▶ _Task to complete_: Without including any picture, copy the entries that follow word for word.

Image point grounding data:
--------------------------------

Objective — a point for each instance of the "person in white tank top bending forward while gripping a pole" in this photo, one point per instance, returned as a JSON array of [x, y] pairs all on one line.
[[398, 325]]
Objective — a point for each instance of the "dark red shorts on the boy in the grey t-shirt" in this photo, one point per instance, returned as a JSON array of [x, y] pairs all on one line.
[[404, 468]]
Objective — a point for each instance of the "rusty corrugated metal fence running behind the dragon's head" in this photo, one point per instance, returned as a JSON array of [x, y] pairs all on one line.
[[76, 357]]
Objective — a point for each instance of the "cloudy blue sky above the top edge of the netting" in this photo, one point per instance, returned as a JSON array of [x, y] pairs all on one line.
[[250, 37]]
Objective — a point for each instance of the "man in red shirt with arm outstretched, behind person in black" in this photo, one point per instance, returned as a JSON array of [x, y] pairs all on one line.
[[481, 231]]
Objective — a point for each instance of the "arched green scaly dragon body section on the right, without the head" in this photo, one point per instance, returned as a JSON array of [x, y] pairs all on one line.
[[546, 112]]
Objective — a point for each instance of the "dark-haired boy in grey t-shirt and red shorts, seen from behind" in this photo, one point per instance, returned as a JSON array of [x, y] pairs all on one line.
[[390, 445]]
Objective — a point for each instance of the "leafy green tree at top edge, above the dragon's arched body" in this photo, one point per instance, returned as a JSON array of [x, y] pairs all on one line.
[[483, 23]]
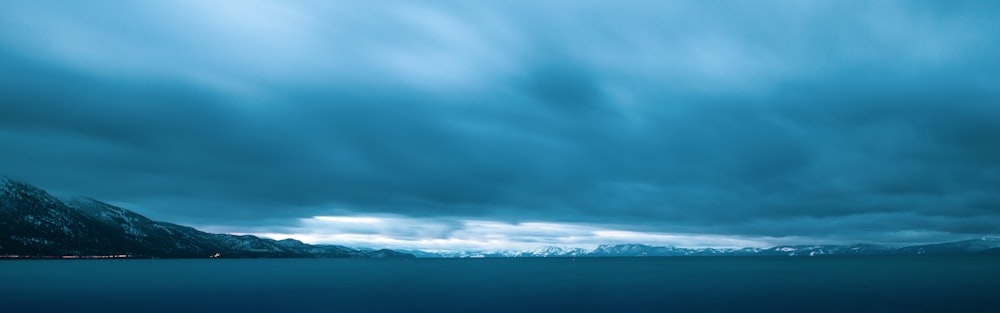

--------------------------------

▶ _Written response_:
Objective — a point for each instance of the "person in white tank top bending forward while gripping a pole" in this photo, one point per instance, returned as a JSON array of [x, y] pairs all on one line.
[[398, 325]]
Objective — a point for each instance of the "dark red shorts on the boy in the grey t-shirt" in this photo, one point per instance, returned as a JSON array of [x, y] pairs all on one line.
[[404, 468]]
Objective — a point for each instance of the "rusty corrugated metal fence running behind the dragon's head" in this photo, one point per instance, returned as a JSON array of [x, y] pairs all on one line.
[[76, 357]]
Objective — a point for each instance of the "cloudy blue sky above the top edge of the netting" in this photo, one point per instance, returned as a JSON array of [x, y] pairs all on one line.
[[250, 37]]
Objective — a point for each instance of the "man in red shirt with arm outstretched, behind person in black" in this photo, one point per instance, returned as a JSON array of [x, y] pairs all on one line.
[[481, 231]]
Objective — a point for each instance of the "arched green scaly dragon body section on the right, without the head" in this photo, one point per instance, returned as a JSON array of [x, y] pairs all on one line.
[[546, 112]]
Objective — a point for each instance of the "dark-haired boy in grey t-shirt and red shorts, seen from behind" in this photo, one point per instance, returned as a JSON array of [x, y] pairs all on one line.
[[390, 445]]
Objective — a point for each instance of the "leafy green tree at top edge, above the dragon's arched body" in this photo, one point per instance, returned as a JSON array of [x, y] pairs all on one line.
[[483, 23]]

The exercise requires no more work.